> **Problem requirements**
What is needed is an exact copy of the entries below, with the pictures left out.

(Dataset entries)
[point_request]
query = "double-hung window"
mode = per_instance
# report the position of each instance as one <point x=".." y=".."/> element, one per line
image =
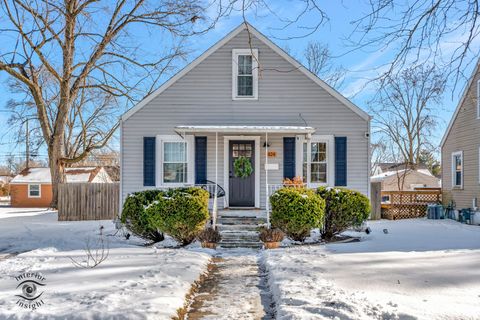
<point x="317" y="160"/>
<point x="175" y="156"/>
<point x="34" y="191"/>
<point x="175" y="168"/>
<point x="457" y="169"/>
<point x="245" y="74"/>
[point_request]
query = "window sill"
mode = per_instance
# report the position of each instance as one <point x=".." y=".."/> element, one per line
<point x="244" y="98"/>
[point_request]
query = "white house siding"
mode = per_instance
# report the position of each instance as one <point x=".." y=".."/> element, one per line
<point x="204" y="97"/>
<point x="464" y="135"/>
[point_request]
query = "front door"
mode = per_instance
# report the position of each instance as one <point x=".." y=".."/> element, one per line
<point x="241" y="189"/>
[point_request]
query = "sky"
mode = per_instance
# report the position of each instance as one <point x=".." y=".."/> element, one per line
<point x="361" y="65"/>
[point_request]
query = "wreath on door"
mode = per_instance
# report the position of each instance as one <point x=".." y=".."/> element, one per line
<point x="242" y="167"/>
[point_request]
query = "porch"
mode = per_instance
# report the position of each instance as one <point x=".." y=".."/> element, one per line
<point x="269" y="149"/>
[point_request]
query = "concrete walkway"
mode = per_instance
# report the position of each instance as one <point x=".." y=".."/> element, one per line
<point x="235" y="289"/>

> **Exercise output**
[point_request]
query = "double-hung window"
mode = per_instance
# report the position of each instance as one <point x=".." y=".."/> element, one per line
image =
<point x="317" y="160"/>
<point x="175" y="156"/>
<point x="34" y="191"/>
<point x="175" y="168"/>
<point x="457" y="169"/>
<point x="245" y="74"/>
[point_request]
query = "window sill"
mode = per_instance
# report the position of each instance as one <point x=".." y=".."/> element, one per line
<point x="244" y="98"/>
[point_request]
query = "white house siding"
mode = per_instance
# report the position of each instance as one <point x=".." y=".."/> element, one per line
<point x="204" y="97"/>
<point x="464" y="135"/>
[point_request]
query = "front door"
mode = per_instance
# report the position of each instance as one <point x=".." y=".."/> element, one per line
<point x="241" y="189"/>
[point_request]
query = "sky"
mode = per_instance
# report the position of each instance as one <point x=".." y=".."/> element, one per line
<point x="361" y="65"/>
[point_request]
query = "wreath on door"
mode = per_instance
# report the position of each instance as one <point x=".." y=".."/> element, one per line
<point x="242" y="167"/>
[point_request]
query = "porch"
mode = per_instance
# report the position of each instance as one <point x=".." y=".."/> element, one per line
<point x="269" y="149"/>
[point_request]
query = "concrete walkway"
mode = per_instance
# report the position of each instance as one <point x=".." y=".."/> element, one per line
<point x="235" y="289"/>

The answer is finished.